== Available data ==
___

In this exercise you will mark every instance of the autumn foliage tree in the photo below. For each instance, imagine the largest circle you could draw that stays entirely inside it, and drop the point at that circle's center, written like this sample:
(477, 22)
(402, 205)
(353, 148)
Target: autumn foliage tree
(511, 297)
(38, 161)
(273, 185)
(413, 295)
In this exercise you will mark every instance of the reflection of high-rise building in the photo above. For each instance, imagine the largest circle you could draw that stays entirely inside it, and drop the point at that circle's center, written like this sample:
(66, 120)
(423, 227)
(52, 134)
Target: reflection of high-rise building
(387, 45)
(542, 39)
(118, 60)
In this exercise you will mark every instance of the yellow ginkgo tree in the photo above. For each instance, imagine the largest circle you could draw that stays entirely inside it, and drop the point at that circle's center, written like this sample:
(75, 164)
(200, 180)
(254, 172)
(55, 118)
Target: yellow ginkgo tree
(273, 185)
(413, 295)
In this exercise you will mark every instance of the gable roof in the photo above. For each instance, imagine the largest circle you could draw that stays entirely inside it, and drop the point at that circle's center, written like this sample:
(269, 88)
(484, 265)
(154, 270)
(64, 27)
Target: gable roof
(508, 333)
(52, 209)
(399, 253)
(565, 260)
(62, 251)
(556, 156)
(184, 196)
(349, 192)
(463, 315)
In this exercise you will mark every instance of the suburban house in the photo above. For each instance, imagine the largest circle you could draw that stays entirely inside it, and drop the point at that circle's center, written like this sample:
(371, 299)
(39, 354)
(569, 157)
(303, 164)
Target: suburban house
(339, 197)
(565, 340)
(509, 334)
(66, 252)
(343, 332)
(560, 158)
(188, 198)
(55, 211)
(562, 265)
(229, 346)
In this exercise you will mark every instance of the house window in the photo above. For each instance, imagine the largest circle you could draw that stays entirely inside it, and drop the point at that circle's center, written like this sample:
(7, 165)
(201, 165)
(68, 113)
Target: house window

___

== Aim of the task ==
Nothing but a number, please, for how many lines of the data hold "window".

== Answer box ==
2